• _SUPPLIED PASSAGE_
>> Start

I think one of the big things that has impacted SELinux adoption is that everyone has sort of seen it as a proactive booster rather than a really necessary part of a secure environment. I'm sure a lot of that is because lots of people are used to administering systems that were around before SELinux (and similar) was. For something that's perceived as a bonus point, it interferes far too often.

Most people don't realize SELinux is on until it does something really bad like stopping a database from restarting correctly or otherwise harming what's supposed to be a stable environment. When those are the stakes, SELinux does not have, or at least does not make immediately clear, a sufficient value proposition to incentivize the admin to fix the rules rather than just turning the whole thing off.

For example, to contrast with the OP, when SELinux stops Docker from doing something, the impulse is not going to be "Yay, SELinux stopped Docker from doing something dangerous! Thank you glorious SELinux!" Instead, it will be "Ugh, SELinux again getting in the way of stuff. I just need to disable that. I get enough headaches from Docker as-is and SELinux probably just isn't modern enough to handle my uber-charged stack with all of it's new-fangled features. Disabling!"




I agree with your post, except for one point: system design shouldn't be focused on strongly discouraging harmful low effort routes, but on ensuring that the good routes are less effort than the harmful ones. That is, while it can be achieved by raising the effort of the harmful routes, it can also (and might be better) achieved by lowering the effort of the desired routes. For example, if journalctl showed the relevant AVC messages when showing the log of a failing unit, it would remind the administrators they may need to adjust it. (Except actually mention SELinux in the message, nobody knows what AVC is.)

>> End

• _PROBLEMS AND TASKS_
a – According to the SELinux discussion, at what point do most people realize SELinux is on?
b – Reproduce the section of the SELinux discussion starting at "I think one" and ending at "whole thing off.".
The items are separate material with no connection to the SELinux discussion.

• _PROVIDED RECORDS_

>> Start

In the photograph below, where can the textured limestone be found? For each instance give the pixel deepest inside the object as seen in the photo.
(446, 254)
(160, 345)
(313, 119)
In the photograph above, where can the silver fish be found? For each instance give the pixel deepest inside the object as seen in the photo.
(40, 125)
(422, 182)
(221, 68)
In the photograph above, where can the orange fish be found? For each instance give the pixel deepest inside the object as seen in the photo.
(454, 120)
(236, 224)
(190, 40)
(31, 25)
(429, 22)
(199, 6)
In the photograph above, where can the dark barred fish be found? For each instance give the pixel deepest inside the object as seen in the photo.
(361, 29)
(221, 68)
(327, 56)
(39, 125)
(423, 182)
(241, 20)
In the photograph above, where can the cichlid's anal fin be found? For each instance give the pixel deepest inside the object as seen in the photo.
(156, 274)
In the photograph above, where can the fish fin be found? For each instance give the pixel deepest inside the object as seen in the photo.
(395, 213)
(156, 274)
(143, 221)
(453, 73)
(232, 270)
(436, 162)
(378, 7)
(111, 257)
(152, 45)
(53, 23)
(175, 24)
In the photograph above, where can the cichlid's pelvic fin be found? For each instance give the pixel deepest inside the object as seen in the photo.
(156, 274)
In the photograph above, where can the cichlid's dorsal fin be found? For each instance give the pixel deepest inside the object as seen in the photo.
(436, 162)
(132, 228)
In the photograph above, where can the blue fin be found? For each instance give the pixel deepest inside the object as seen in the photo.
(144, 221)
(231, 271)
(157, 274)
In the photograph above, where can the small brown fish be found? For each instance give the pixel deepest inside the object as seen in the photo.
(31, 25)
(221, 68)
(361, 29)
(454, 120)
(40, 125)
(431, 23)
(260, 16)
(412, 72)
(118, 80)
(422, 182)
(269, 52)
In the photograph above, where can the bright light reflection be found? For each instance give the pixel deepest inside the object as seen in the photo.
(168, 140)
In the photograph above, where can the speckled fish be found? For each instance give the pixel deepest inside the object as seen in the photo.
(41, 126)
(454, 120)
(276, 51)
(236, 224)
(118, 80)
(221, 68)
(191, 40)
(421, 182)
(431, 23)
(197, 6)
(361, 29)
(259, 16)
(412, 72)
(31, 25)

>> End
>> Start

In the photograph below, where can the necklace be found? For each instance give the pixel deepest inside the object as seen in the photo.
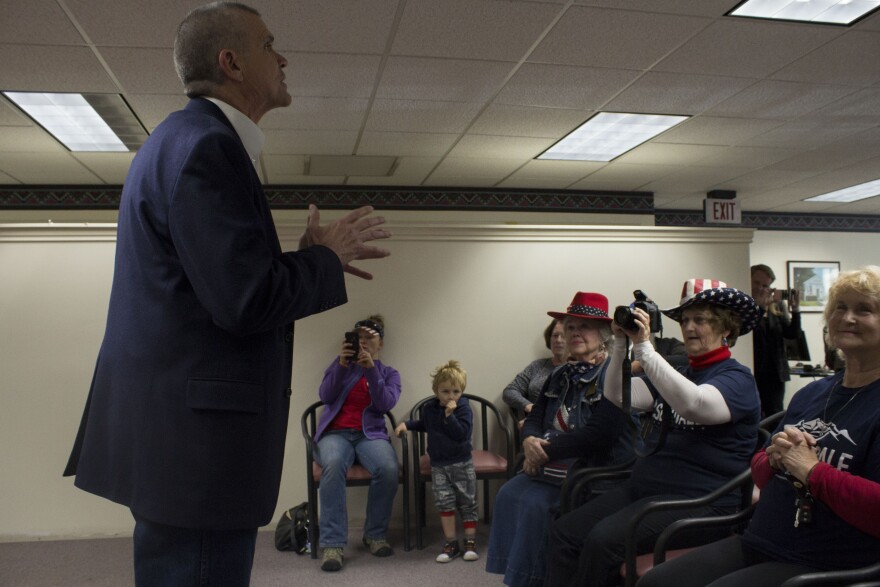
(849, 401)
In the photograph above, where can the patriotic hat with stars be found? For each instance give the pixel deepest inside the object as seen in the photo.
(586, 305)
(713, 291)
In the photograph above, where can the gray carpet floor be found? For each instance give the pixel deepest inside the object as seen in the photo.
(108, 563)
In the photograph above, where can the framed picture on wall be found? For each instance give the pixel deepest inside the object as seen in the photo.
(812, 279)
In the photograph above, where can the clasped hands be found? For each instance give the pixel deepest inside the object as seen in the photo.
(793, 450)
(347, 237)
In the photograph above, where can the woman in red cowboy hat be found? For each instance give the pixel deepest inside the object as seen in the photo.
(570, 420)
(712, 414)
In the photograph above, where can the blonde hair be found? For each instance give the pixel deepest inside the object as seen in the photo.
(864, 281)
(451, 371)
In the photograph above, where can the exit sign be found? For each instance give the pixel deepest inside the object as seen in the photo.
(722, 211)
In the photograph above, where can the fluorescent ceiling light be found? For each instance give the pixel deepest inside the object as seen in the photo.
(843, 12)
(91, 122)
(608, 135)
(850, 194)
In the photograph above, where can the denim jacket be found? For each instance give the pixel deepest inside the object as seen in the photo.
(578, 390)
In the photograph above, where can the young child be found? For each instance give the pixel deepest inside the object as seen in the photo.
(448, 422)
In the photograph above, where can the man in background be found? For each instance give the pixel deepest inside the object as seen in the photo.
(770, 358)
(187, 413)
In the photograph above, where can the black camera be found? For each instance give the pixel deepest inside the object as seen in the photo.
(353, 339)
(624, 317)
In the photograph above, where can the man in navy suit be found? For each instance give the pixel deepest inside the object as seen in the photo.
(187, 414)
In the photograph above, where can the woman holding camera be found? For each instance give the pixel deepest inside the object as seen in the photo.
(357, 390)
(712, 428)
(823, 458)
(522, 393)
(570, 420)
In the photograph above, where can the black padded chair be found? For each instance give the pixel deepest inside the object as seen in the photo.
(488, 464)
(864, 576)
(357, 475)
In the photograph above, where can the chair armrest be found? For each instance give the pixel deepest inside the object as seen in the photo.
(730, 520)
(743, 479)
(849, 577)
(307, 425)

>> End
>> Start

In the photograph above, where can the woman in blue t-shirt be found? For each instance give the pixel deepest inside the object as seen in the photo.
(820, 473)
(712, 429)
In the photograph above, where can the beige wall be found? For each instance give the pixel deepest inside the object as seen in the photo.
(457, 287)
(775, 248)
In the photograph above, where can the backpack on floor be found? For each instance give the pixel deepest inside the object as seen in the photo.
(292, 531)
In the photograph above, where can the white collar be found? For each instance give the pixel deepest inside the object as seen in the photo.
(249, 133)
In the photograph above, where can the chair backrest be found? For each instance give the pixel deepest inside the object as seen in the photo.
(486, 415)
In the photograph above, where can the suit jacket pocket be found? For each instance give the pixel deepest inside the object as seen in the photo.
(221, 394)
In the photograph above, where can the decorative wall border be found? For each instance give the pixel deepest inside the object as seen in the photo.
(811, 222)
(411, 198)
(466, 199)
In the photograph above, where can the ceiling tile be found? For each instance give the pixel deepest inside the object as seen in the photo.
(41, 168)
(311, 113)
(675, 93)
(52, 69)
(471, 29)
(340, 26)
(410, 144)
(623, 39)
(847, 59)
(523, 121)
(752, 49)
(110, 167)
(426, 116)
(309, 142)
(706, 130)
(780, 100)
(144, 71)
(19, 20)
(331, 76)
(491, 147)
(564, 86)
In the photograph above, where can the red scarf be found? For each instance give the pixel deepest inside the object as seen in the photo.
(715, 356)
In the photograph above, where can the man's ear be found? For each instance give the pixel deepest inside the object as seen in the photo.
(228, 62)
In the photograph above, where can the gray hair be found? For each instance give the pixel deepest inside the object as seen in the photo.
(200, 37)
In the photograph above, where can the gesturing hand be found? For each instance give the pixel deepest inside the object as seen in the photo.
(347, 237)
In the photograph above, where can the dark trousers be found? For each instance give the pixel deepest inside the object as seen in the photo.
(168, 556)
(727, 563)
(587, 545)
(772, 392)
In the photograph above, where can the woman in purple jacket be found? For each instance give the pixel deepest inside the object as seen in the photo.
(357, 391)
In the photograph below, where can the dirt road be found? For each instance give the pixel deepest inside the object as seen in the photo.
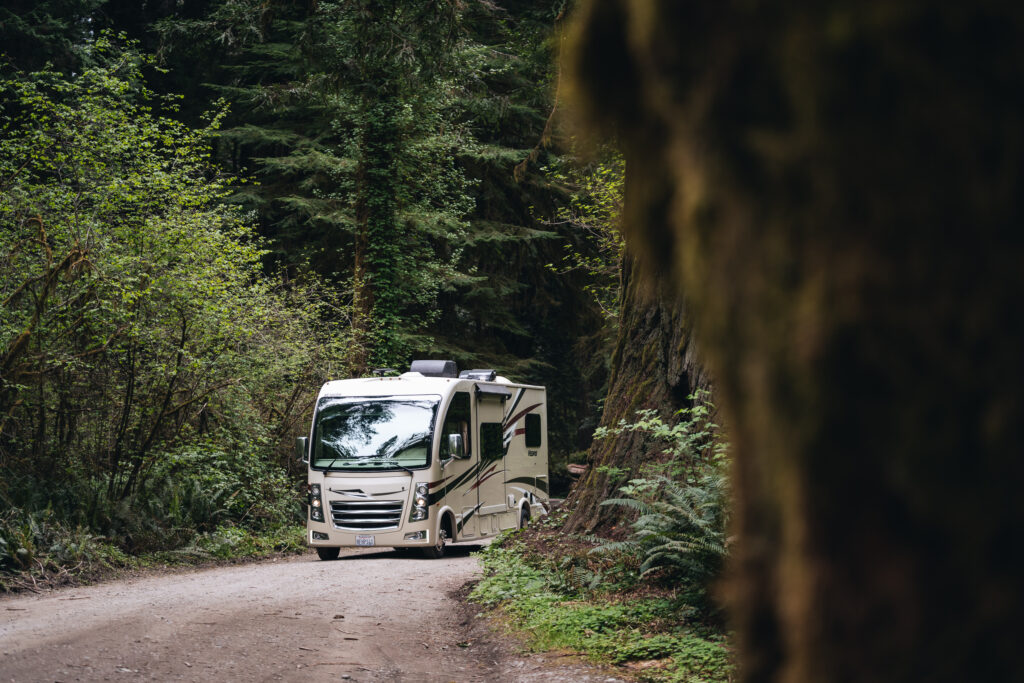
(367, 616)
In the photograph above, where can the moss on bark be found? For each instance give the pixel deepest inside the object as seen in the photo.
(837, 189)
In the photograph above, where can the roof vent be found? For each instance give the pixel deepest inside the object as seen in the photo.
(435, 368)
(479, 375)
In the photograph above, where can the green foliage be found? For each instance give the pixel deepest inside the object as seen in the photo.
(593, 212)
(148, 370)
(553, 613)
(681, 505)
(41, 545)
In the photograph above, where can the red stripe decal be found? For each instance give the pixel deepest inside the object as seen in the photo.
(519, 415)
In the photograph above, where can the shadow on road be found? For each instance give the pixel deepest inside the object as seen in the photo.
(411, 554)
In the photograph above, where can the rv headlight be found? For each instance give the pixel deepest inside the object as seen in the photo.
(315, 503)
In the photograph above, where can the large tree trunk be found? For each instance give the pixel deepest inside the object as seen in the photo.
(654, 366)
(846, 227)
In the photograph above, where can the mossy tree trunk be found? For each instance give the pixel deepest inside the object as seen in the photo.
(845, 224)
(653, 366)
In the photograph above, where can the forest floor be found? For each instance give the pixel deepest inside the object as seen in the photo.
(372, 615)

>> End

• _SOLVED PROBLEMS_
a – When it does something really bad, like stopping a database from restarting correctly or otherwise harming what's supposed to be a stable environment.

b –
I think one of the big things that has impacted SELinux adoption is that everyone has sort of seen it as a proactive booster rather than a really necessary part of a secure environment. I'm sure a lot of that is because lots of people are used to administering systems that were around before SELinux (and similar) was. For something that's perceived as a bonus point, it interferes far too often.

Most people don't realize SELinux is on until it does something really bad like stopping a database from restarting correctly or otherwise harming what's supposed to be a stable environment. When those are the stakes, SELinux does not have, or at least does not make immediately clear, a sufficient value proposition to incentivize the admin to fix the rules rather than just turning the whole thing off.